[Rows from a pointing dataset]
________________
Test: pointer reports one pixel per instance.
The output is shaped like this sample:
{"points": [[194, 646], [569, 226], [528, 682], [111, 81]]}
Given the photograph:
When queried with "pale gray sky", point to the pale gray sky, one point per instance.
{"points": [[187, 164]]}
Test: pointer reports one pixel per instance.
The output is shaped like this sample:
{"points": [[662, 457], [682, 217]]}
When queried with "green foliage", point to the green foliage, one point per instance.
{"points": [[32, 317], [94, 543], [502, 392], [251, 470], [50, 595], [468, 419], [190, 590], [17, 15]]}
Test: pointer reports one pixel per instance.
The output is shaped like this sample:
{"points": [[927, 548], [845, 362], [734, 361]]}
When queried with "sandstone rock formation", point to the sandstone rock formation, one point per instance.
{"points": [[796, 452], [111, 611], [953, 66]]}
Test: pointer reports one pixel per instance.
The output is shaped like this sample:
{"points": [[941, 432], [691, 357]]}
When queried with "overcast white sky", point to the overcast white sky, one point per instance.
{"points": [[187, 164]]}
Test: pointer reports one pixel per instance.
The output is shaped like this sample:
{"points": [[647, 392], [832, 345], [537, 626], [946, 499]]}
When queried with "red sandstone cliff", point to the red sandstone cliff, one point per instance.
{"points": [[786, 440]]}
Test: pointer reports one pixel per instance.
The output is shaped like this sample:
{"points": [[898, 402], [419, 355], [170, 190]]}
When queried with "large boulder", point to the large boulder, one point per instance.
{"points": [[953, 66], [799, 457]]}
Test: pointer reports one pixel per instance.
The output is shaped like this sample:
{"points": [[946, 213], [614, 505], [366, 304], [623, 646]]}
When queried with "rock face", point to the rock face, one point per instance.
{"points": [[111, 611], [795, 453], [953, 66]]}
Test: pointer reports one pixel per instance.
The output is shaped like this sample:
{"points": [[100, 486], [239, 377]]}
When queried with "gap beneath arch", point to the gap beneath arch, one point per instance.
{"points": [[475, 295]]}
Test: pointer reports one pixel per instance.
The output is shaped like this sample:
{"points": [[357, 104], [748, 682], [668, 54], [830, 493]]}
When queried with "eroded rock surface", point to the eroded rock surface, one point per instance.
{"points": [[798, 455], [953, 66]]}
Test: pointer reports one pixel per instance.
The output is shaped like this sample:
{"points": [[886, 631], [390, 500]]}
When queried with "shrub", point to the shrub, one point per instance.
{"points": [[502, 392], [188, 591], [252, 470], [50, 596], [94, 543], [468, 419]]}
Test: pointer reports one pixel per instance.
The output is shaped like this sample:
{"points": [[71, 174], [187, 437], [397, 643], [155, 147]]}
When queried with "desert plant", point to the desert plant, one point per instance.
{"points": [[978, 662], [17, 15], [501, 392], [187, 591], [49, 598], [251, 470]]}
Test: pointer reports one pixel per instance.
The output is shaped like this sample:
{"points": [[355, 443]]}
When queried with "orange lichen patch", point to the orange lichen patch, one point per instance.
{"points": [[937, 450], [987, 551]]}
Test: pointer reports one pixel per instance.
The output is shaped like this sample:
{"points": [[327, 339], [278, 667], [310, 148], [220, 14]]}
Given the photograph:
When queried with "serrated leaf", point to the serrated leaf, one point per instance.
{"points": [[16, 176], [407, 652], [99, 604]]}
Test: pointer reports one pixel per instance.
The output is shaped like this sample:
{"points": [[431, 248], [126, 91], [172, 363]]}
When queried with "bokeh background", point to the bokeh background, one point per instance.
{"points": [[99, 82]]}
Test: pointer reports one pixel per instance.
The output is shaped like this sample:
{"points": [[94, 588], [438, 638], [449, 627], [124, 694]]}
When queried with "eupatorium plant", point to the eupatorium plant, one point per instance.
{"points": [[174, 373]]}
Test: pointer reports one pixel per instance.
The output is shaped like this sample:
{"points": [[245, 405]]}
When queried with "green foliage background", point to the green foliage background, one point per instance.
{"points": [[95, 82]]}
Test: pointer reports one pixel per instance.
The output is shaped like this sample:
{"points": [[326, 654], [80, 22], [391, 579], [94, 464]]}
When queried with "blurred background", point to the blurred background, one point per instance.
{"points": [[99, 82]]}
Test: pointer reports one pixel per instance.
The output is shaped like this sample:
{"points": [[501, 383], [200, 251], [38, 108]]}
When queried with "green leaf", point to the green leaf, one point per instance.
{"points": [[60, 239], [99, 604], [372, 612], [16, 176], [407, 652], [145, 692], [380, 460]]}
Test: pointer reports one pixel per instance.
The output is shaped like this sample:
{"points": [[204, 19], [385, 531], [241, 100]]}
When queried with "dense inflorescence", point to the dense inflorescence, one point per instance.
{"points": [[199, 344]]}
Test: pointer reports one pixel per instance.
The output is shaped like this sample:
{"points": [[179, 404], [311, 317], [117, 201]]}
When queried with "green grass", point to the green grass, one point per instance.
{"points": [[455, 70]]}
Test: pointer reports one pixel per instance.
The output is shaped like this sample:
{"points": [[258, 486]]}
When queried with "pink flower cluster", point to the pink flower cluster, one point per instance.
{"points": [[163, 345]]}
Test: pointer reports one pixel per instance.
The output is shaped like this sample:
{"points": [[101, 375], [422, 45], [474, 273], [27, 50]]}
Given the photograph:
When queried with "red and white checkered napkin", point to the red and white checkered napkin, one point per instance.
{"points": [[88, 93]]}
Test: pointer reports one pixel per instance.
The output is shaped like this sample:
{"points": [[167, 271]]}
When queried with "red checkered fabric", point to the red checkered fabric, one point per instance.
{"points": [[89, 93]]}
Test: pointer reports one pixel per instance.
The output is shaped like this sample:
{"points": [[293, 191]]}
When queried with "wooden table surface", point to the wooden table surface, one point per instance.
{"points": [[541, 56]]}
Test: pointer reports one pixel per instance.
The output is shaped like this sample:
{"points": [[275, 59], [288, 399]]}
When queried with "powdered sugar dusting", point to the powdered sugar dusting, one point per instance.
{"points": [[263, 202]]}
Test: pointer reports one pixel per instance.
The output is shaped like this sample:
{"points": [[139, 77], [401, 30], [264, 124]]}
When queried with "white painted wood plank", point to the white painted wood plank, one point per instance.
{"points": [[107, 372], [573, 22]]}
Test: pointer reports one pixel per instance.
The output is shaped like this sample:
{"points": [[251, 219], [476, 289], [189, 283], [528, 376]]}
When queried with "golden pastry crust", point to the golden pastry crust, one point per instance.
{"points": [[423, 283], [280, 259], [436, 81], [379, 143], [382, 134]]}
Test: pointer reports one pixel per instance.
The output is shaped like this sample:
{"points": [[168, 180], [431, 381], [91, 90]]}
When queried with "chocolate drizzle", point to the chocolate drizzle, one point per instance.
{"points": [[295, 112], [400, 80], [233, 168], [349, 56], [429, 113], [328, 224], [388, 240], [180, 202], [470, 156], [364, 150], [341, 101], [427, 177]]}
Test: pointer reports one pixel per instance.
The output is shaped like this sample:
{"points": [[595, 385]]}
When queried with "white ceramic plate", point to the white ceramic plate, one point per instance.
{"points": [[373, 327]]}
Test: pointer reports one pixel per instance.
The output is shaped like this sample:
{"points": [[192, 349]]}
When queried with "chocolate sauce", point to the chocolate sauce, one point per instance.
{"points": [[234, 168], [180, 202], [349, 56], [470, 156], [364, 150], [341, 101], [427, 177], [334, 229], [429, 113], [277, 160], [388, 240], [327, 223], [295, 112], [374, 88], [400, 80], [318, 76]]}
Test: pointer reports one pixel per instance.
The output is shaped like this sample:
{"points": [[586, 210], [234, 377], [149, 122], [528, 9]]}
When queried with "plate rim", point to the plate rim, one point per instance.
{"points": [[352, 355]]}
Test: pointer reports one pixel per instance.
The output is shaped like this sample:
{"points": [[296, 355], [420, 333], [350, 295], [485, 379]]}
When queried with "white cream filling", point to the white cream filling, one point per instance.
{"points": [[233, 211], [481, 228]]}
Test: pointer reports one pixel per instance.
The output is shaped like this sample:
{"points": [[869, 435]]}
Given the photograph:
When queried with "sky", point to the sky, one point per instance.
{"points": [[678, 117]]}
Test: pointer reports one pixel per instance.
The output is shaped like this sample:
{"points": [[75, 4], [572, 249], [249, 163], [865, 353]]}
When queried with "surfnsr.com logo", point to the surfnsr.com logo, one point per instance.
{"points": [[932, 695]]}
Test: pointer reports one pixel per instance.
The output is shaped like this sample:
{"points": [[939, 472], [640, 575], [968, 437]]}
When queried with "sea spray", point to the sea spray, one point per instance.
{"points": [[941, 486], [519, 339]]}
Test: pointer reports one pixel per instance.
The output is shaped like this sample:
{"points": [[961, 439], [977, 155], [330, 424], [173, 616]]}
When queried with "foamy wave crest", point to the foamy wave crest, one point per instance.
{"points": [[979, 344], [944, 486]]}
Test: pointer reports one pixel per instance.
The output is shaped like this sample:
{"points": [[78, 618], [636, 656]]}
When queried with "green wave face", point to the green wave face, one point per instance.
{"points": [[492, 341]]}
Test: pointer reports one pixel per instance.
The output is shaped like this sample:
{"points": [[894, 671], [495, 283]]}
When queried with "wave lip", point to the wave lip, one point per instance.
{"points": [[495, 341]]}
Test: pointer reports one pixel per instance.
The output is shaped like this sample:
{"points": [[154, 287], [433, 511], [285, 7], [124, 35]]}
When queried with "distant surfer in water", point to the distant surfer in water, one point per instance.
________________
§ **What you will do**
Report every line in the records above that contains the word "green". Case matters.

§ **The completed task**
When queried with "green foliage", point to the green foliage, one point per instance.
When queried with "green foliage background", point to the green foliage background, one point per instance.
When queried with "green leaf", point to the green leaf, one point per instance.
When queried with "green grass", point to the green grass, one point per instance.
When queried with "green wave face", point to the green wave face, one point per instance.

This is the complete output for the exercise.